**TASK**.
Convert the material below into a numbered list, one line per item, omitting blank lines.

**DATA EXTRACT**.
- - -

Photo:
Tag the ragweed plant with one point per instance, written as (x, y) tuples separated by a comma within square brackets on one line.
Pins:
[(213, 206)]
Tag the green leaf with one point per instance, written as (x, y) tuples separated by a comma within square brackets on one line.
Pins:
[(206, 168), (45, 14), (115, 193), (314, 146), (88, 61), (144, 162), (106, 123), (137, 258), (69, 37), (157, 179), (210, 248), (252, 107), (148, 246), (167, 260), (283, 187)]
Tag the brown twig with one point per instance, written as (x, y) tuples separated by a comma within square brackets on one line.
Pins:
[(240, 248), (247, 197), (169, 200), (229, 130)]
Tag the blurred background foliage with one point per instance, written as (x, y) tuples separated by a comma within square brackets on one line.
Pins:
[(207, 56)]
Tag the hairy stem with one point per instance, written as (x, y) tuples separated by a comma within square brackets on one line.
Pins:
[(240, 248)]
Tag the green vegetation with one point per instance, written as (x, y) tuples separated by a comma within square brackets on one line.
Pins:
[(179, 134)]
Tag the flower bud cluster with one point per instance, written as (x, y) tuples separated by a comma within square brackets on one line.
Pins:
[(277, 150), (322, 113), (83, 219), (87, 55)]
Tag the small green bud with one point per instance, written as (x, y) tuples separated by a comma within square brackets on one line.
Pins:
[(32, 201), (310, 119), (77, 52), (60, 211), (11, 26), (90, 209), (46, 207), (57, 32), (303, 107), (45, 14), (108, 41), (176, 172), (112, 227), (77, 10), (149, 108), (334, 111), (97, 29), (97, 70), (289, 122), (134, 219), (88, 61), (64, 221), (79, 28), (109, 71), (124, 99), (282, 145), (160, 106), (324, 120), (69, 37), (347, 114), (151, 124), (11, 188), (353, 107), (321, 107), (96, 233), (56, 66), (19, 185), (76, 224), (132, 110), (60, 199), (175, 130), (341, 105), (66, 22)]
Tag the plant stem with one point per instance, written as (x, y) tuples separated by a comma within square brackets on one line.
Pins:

- - -

**EXERCISE RESULT**.
1. Photo:
2. Tag the ragweed plant with one point per instance, written as (x, y) tuples separated by a comma within square brackets on one line.
3. Pins:
4. [(213, 206)]
5. Tag the green leaf with one point per instance, written as (x, y) tuples separated by a comma within square brackets on one line.
6. Pins:
7. [(206, 168), (45, 14), (115, 193), (314, 146), (88, 61), (144, 162), (106, 123), (137, 258), (69, 37), (157, 179), (210, 248), (252, 107), (148, 246), (167, 260), (283, 187)]
8. Tag the brown twig with one point per instance, written as (x, y) tuples separated by a comma within square brackets on one line.
9. Pins:
10. [(240, 248), (247, 197), (169, 200), (229, 130)]
11. Tag the blurred background foliage with one point per instance, written as (x, y) tuples separated by a comma within square brackets on one line.
12. Pins:
13. [(207, 56)]
14. Tag the hairy stem with one point per instance, written as (x, y) tuples separated by a comma within square brackets on one line.
15. Pins:
16. [(240, 248)]
17. Tag the green vegetation with one point per instance, written as (x, y) tuples separated by a comma within square brackets on one line.
18. Pins:
19. [(179, 134)]
20. Tag the flower bud cluster with one point per instance, written as (x, y) tuples separated by a comma within square brackets on one line.
21. Pins:
22. [(277, 150), (322, 113), (83, 219), (87, 55)]
23. Tag the small green bud with one point per instance, written as (x, y) tuples separated by a comma within square brackets on one line.
24. Pins:
25. [(32, 201), (310, 119), (77, 52), (60, 211), (11, 26), (90, 209), (46, 207), (57, 32), (303, 107), (45, 14), (108, 41), (176, 172), (112, 227), (77, 10), (149, 108), (334, 111), (97, 29), (97, 70), (289, 122), (134, 219), (88, 61), (64, 221), (79, 28), (109, 71), (124, 99), (282, 145), (160, 106), (324, 120), (69, 37), (347, 114), (151, 124), (11, 188), (353, 107), (321, 107), (96, 233), (56, 66), (19, 185), (76, 224), (132, 110), (60, 199), (175, 130), (341, 105), (66, 22)]
26. Tag the plant stem with one point per instance, written as (x, y) tuples separated by a comma within square brackets on one line.
27. Pins:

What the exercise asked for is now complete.